**Referring expression pointing data**.
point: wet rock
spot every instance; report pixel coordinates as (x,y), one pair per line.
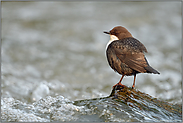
(122,105)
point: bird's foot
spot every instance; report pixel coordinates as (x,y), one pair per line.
(118,84)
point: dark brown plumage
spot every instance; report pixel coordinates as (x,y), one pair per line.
(125,54)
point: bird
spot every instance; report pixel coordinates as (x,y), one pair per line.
(125,54)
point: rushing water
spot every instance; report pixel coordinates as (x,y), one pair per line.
(58,48)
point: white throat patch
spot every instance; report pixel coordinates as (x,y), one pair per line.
(112,38)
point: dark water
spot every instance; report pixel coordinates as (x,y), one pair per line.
(58,48)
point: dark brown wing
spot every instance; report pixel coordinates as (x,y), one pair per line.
(130,52)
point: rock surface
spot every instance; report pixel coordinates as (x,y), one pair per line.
(123,105)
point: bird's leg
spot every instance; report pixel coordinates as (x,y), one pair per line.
(133,86)
(119,83)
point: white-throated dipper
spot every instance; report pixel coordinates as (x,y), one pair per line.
(125,54)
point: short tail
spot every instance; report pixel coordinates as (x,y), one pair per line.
(151,70)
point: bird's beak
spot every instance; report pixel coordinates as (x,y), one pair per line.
(106,32)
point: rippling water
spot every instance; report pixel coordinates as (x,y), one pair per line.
(58,48)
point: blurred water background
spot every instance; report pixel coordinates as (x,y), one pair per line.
(58,48)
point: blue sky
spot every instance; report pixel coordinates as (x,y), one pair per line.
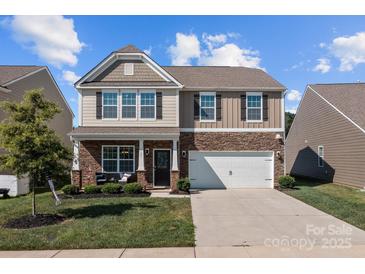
(295,50)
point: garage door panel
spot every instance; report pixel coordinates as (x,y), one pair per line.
(231,169)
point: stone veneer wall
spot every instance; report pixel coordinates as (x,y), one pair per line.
(232,141)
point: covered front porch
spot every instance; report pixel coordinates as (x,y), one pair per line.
(150,155)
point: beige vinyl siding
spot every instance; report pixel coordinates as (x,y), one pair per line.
(231,111)
(62,123)
(169,100)
(142,72)
(317,123)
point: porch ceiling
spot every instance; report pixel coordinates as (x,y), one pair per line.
(125,133)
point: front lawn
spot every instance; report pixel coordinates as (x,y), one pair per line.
(100,223)
(345,203)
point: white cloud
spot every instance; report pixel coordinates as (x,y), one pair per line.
(187,47)
(294,95)
(230,55)
(70,77)
(212,50)
(52,38)
(323,65)
(148,51)
(350,50)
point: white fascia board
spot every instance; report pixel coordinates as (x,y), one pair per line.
(339,111)
(115,56)
(128,87)
(232,129)
(53,80)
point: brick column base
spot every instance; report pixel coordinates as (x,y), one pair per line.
(175,175)
(141,178)
(76,178)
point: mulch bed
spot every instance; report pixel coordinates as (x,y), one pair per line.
(30,221)
(103,195)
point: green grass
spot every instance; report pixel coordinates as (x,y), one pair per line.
(345,203)
(100,223)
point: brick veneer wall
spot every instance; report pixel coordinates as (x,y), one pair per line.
(232,141)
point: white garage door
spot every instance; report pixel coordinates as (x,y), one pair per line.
(212,169)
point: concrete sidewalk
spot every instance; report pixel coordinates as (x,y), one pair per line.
(357,251)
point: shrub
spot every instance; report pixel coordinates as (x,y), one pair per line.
(70,189)
(111,188)
(92,189)
(133,188)
(287,181)
(183,184)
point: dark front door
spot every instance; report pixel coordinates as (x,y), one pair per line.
(162,167)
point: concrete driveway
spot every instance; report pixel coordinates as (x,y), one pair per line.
(266,218)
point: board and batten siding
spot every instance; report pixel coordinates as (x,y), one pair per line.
(231,111)
(169,116)
(317,123)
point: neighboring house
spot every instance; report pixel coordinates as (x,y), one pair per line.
(327,138)
(220,126)
(14,82)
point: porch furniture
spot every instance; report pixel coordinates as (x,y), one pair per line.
(100,178)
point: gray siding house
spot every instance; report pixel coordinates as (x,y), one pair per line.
(327,137)
(162,123)
(14,82)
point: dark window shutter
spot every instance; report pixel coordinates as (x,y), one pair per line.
(99,105)
(243,107)
(218,107)
(265,107)
(196,107)
(159,105)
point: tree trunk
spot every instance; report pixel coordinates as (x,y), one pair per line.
(33,199)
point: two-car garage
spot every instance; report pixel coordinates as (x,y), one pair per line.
(234,169)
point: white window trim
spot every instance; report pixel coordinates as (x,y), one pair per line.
(131,66)
(102,103)
(140,105)
(121,105)
(320,156)
(118,157)
(254,94)
(208,93)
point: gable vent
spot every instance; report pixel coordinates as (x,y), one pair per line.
(128,69)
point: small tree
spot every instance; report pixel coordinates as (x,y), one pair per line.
(31,148)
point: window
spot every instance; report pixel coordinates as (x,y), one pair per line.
(129,105)
(128,69)
(148,105)
(118,159)
(320,156)
(254,106)
(207,106)
(110,105)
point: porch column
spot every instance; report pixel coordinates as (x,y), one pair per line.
(174,156)
(141,156)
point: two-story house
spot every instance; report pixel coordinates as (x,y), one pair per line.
(222,127)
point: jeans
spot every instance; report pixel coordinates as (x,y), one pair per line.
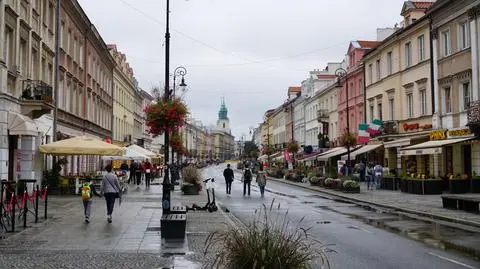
(147,180)
(229,186)
(262,190)
(245,183)
(110,199)
(87,208)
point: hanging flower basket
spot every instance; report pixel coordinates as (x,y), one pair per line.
(165,116)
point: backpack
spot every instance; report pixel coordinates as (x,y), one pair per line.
(86,192)
(247,175)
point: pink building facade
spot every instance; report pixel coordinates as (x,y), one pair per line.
(356,87)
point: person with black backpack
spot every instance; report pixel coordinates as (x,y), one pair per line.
(247,179)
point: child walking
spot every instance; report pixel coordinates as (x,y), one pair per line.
(88,191)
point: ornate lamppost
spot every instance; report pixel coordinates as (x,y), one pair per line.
(342,74)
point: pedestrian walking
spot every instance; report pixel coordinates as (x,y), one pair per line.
(261,180)
(247,180)
(138,173)
(228,175)
(88,191)
(148,173)
(378,173)
(110,188)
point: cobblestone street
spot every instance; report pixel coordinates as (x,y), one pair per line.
(131,241)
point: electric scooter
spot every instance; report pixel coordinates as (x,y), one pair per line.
(211,206)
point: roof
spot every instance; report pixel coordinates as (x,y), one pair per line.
(294,89)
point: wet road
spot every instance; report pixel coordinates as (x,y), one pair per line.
(357,245)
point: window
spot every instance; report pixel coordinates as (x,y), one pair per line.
(379,111)
(423,102)
(377,67)
(371,113)
(448,99)
(410,105)
(464,35)
(370,73)
(389,63)
(391,108)
(467,95)
(421,48)
(447,50)
(408,55)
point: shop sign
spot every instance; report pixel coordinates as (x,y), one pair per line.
(438,135)
(459,132)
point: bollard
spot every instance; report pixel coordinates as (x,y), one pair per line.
(46,201)
(25,209)
(13,212)
(36,204)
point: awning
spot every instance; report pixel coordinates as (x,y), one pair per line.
(361,151)
(332,153)
(431,147)
(81,145)
(397,143)
(19,124)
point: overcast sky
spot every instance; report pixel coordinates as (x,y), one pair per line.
(249,51)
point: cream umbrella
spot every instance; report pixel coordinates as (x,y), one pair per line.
(81,145)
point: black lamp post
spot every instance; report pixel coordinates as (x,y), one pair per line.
(179,71)
(342,74)
(167,185)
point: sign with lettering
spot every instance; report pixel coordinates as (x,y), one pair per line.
(459,132)
(438,135)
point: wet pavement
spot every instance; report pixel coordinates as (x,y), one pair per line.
(344,227)
(132,241)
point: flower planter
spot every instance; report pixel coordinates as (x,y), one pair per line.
(459,186)
(189,189)
(475,186)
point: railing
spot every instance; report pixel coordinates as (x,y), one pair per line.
(37,90)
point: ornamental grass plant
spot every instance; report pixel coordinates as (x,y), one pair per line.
(270,241)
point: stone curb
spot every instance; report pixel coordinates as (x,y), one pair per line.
(400,209)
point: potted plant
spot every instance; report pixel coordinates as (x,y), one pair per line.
(351,186)
(192,183)
(458,184)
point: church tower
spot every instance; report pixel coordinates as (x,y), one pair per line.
(223,123)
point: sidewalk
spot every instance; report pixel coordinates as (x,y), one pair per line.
(424,205)
(64,237)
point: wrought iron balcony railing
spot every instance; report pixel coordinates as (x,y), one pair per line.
(37,90)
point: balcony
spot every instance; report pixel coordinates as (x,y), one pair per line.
(473,117)
(36,99)
(323,115)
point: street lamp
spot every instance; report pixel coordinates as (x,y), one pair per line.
(167,185)
(342,74)
(179,71)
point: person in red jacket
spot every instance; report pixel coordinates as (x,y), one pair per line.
(147,169)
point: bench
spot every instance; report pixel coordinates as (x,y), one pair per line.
(173,226)
(469,203)
(177,209)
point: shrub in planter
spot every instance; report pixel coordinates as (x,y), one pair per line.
(351,186)
(269,241)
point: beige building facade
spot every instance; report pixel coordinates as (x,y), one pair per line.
(399,89)
(125,99)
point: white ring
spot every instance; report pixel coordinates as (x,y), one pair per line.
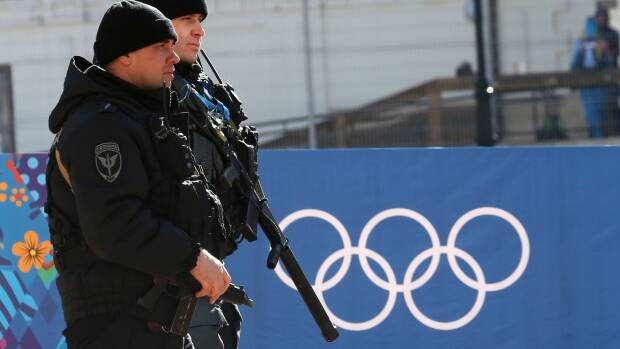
(344,235)
(399,212)
(525,248)
(389,305)
(450,325)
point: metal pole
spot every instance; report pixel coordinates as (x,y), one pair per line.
(309,83)
(484,126)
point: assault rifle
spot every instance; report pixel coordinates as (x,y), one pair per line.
(241,176)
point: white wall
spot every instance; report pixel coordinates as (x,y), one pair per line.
(361,49)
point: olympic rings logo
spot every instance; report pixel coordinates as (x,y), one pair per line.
(409,285)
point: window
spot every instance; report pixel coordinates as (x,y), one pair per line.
(7,132)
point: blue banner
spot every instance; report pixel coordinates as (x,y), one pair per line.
(428,248)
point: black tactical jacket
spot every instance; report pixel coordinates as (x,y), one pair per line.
(117,208)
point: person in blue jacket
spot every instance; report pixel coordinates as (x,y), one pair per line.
(592,53)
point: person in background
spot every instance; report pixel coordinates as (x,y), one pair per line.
(590,53)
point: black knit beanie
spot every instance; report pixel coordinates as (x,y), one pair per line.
(128,26)
(178,8)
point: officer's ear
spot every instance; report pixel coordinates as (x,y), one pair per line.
(126,60)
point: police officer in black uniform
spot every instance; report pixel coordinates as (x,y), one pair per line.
(208,116)
(117,184)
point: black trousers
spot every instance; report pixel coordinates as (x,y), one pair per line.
(122,332)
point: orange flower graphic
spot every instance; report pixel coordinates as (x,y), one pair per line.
(3,187)
(18,197)
(31,252)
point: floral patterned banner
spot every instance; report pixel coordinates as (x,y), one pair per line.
(30,312)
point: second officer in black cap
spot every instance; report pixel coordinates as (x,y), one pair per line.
(219,325)
(113,192)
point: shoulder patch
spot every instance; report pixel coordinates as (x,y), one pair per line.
(108,161)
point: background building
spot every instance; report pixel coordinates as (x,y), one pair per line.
(361,50)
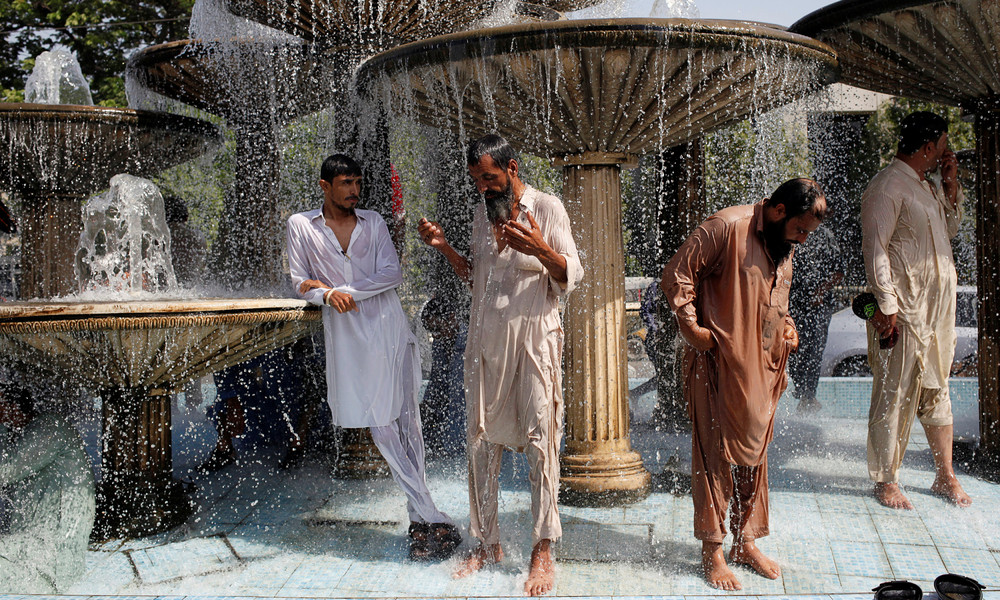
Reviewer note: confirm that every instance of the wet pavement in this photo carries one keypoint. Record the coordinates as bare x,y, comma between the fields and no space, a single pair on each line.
260,531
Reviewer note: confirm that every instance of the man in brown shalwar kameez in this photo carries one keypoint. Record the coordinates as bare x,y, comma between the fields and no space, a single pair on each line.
728,286
523,259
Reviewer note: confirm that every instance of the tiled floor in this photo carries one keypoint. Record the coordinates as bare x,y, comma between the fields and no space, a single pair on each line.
262,532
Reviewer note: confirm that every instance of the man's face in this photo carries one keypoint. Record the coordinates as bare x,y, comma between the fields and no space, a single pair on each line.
494,184
344,192
785,233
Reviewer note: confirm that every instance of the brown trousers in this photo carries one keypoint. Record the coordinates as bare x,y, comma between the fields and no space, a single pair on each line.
717,486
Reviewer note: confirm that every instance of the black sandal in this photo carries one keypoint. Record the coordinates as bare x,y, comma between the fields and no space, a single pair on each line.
958,587
420,542
446,539
898,590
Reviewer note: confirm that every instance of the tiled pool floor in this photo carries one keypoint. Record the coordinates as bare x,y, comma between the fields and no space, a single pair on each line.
263,532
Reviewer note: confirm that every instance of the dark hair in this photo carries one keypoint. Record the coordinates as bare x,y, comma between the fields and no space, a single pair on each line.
918,128
338,164
495,147
800,196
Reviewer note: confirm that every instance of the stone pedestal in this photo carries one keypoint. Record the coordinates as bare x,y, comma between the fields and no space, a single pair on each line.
137,495
359,457
599,466
988,258
50,227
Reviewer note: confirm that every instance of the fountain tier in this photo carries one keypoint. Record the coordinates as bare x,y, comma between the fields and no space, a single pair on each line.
593,95
943,52
59,154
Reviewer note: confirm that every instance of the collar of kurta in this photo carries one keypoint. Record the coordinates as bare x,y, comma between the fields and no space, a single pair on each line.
319,215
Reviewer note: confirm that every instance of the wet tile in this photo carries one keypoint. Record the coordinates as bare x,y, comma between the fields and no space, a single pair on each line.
914,562
855,559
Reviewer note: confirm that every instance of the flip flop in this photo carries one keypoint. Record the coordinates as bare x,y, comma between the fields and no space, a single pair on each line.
958,587
898,590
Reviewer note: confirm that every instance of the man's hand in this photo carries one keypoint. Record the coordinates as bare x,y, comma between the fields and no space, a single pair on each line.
883,323
696,335
340,301
526,240
431,233
311,284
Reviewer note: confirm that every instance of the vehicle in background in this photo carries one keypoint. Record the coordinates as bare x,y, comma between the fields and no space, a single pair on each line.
846,351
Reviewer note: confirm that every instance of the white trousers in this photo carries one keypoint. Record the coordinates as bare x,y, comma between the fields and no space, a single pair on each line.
401,443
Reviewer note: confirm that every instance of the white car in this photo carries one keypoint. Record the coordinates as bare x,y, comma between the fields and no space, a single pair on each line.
846,351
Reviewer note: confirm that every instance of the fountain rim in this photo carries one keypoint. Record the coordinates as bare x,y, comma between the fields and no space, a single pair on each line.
844,12
490,41
31,111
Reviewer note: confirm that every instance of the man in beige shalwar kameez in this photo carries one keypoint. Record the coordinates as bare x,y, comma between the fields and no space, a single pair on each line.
907,224
523,260
728,286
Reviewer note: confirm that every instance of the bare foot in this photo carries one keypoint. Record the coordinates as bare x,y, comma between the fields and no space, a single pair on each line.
889,494
950,489
748,554
477,559
717,572
541,574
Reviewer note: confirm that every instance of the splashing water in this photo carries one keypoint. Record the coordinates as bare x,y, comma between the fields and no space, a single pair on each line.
125,244
57,79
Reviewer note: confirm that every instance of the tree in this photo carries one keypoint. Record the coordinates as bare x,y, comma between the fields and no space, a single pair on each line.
101,33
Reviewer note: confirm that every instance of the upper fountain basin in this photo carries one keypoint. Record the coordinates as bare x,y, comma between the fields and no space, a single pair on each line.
618,86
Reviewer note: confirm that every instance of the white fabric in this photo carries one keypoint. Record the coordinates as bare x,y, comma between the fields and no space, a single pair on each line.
372,360
907,226
402,445
515,306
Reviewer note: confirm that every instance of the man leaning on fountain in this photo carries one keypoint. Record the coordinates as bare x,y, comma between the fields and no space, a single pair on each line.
523,259
342,258
728,286
907,222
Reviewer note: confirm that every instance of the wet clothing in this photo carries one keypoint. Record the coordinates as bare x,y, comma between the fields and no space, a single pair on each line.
907,226
513,365
47,481
372,361
723,279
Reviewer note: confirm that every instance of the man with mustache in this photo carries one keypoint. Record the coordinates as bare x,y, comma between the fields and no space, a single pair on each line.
728,286
523,259
342,258
907,222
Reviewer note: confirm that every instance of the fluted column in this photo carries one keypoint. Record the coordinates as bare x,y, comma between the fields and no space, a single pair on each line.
50,226
988,259
599,466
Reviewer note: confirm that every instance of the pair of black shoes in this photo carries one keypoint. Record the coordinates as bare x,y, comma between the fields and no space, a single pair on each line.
948,587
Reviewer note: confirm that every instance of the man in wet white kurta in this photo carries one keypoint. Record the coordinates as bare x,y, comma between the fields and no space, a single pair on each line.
372,362
907,223
523,260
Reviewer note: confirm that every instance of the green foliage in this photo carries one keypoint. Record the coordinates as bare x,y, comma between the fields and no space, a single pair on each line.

**What you should do**.
If a line in the data holds the string "street", copy that line.

**Answer space**.
point: cobblestone street
point: street lamp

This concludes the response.